M. le président. La parole est à M. le ministre de la transition écologique et de la cohésion des territoires. (Ah ! sur les travées du groupe Les Républicains.)

M. Christophe Béchu, ministre de la transition écologique et de la cohésion des territoires. Mesdames, messieurs les sénateurs, madame la présidente Gatel, vous me permettrez de commencer par vous exprimer la joie que je ressens de me retrouver de nouveau dans cette enceinte – même si cette joie n’est peut-être pas partagée par tous ! (Applaudissements sur les travées du groupe INDEP. – M. François Patriat applaudit également.)

La loi du 22 août 2021 portant lutte contre le dérèglement climatique et renforcement de la résilience face à ses effets a été adoptée après douze heures de commission mixte paritaire. Ce travail a abouti à la définition d’objectifs communs, dont je me réjouis que personne ne les remette en cause.

Vous pointez des décrets pris le 29 avril et un manque d’accompagnement et de pédagogie vis-à-vis des élus locaux… (Protestations sur les travées du groupe Les Républicains.)

M. Olivier Paccaud. Ils ne sont pas bêtes !

M. Christophe Béchu, ministre. Vous soulignez un risque de disparités dans l’application territoriale.

Aujourd’hui, beaucoup d’élus s’interrogent, mesurant leur manque d’information et d’outils pour être capables d’atteindre l’objectif. Personne, cela dit, ne remet en cause la nécessité de stopper l’artificialisation annuelle de 20 000 hectares, ainsi que nous le constatons depuis quelques années.

La Première ministre, ici même, à l’occasion de sa déclaration de politique générale, a pris à témoin cette assemblée de sa volonté de vous associer chaque fois que cela sera nécessaire. Peu de sujets sont aussi propices, je pense, pour inaugurer cette coopération fructueuse entre nous. (Mme Sophie Primas sexclame.)

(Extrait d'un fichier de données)
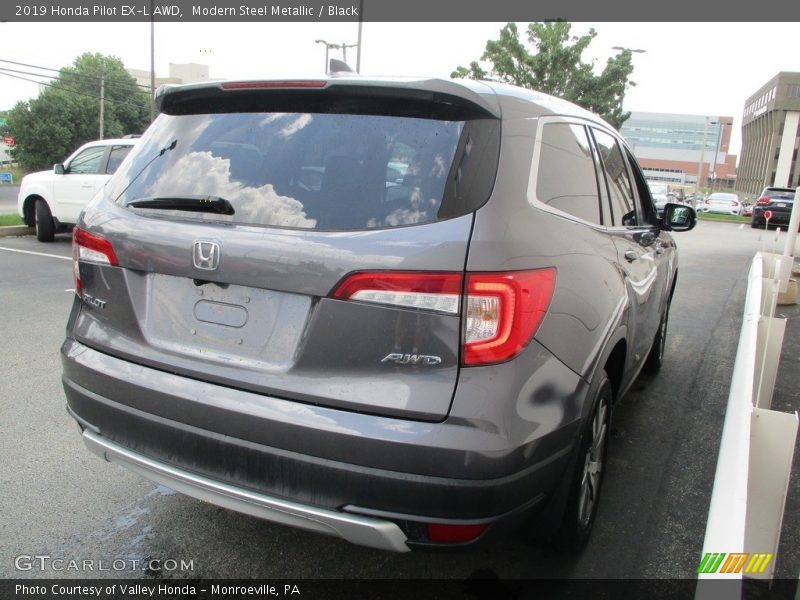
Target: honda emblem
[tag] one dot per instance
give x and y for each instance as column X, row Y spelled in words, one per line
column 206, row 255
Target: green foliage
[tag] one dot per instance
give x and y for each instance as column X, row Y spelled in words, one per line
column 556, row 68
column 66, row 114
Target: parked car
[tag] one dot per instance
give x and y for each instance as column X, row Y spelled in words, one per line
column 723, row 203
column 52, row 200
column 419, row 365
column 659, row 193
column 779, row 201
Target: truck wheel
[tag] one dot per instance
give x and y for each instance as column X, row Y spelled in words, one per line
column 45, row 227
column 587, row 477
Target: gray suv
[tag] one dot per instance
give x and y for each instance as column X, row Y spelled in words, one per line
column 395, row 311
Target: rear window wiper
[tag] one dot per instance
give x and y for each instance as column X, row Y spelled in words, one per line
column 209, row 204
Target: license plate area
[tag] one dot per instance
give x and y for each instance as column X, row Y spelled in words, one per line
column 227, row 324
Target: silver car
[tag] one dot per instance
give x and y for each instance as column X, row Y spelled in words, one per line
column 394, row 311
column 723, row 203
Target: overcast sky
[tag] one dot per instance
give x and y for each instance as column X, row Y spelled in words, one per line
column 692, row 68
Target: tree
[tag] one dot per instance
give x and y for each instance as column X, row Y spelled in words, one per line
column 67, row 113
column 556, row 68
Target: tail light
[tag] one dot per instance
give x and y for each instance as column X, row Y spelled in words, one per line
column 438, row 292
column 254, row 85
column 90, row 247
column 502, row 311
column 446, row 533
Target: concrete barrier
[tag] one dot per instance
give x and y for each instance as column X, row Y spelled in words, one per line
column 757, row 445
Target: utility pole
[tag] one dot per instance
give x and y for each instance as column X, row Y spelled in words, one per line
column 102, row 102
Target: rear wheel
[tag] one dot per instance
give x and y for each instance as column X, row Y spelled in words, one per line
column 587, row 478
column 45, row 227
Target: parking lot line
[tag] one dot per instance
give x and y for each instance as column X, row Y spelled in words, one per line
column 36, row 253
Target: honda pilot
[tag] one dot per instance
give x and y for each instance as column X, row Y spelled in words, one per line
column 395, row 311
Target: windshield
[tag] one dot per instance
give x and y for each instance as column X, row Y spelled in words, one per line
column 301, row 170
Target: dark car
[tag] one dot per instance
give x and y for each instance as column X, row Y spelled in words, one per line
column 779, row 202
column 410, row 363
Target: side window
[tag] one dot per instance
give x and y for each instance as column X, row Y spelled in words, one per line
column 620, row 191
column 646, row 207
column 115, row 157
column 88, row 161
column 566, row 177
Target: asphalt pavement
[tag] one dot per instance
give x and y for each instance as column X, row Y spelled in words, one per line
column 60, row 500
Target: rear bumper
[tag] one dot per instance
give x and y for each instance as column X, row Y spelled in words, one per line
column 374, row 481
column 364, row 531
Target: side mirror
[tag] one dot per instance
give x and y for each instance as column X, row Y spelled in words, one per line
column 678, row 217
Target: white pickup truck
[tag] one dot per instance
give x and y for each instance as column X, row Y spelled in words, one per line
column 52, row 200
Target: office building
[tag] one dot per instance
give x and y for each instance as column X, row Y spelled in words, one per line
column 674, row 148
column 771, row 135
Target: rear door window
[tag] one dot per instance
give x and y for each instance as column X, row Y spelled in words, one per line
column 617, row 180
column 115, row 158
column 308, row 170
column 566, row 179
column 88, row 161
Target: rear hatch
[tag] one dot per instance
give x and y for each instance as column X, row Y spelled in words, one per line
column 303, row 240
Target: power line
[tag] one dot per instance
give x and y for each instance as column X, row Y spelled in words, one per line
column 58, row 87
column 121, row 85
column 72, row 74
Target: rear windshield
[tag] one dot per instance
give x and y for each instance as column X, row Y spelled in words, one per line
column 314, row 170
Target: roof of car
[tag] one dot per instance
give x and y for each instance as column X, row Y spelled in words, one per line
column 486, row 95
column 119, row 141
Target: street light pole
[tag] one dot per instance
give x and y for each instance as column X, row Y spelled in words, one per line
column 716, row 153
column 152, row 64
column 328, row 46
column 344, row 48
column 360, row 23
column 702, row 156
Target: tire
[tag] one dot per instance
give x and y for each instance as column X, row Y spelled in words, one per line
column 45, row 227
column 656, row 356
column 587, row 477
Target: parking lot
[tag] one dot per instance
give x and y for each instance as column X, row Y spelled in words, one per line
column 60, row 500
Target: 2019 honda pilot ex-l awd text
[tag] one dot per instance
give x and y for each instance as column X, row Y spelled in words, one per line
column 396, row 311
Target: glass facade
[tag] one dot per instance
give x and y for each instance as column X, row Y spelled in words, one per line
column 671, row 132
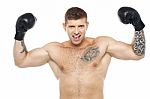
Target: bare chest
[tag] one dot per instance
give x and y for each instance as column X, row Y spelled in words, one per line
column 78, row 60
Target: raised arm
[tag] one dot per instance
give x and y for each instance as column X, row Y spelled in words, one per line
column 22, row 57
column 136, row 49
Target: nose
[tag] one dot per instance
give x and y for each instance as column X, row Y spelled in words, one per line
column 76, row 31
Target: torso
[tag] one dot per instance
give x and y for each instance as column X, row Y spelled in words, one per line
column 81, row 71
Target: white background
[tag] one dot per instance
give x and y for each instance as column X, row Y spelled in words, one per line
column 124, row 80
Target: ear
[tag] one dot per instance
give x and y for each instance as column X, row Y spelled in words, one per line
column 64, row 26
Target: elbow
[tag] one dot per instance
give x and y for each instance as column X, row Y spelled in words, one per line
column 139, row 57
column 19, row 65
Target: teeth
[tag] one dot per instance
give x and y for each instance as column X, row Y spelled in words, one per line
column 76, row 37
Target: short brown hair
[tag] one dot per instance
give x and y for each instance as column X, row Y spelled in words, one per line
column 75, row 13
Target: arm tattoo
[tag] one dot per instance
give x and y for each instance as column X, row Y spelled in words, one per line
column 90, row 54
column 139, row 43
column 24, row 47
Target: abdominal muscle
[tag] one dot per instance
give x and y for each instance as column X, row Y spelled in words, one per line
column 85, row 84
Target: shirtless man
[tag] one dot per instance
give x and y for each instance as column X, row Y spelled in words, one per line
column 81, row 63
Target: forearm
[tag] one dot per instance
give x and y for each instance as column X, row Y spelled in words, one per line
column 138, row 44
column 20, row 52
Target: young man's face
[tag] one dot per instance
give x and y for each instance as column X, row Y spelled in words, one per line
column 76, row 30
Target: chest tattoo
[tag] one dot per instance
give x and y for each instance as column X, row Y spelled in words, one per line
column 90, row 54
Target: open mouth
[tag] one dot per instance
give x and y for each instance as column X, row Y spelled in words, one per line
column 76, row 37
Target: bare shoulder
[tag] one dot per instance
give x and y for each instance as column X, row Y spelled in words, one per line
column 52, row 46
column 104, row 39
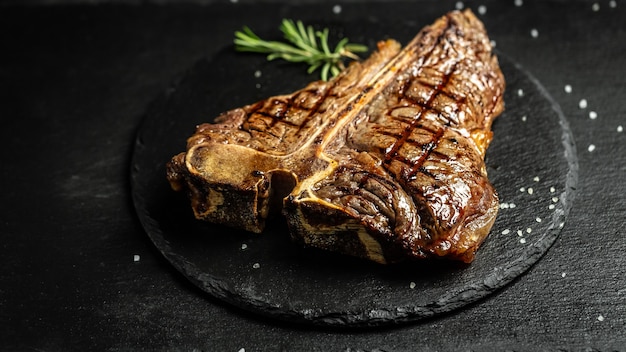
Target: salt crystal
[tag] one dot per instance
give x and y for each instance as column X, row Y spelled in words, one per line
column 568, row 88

Objectif:
Reproduisez à l'identique le passage de l'extrait du débat au Sénat qui débute aux mots « Vous pointez des » et s'arrête après les mots « sont pas bêtes ! ».

Réponse attendue:
Vous pointez des décrets pris le 29 avril et un manque d’accompagnement et de pédagogie vis-à-vis des élus locaux… (Protestations sur les travées du groupe Les Républicains.)

M. Olivier Paccaud. Ils ne sont pas bêtes !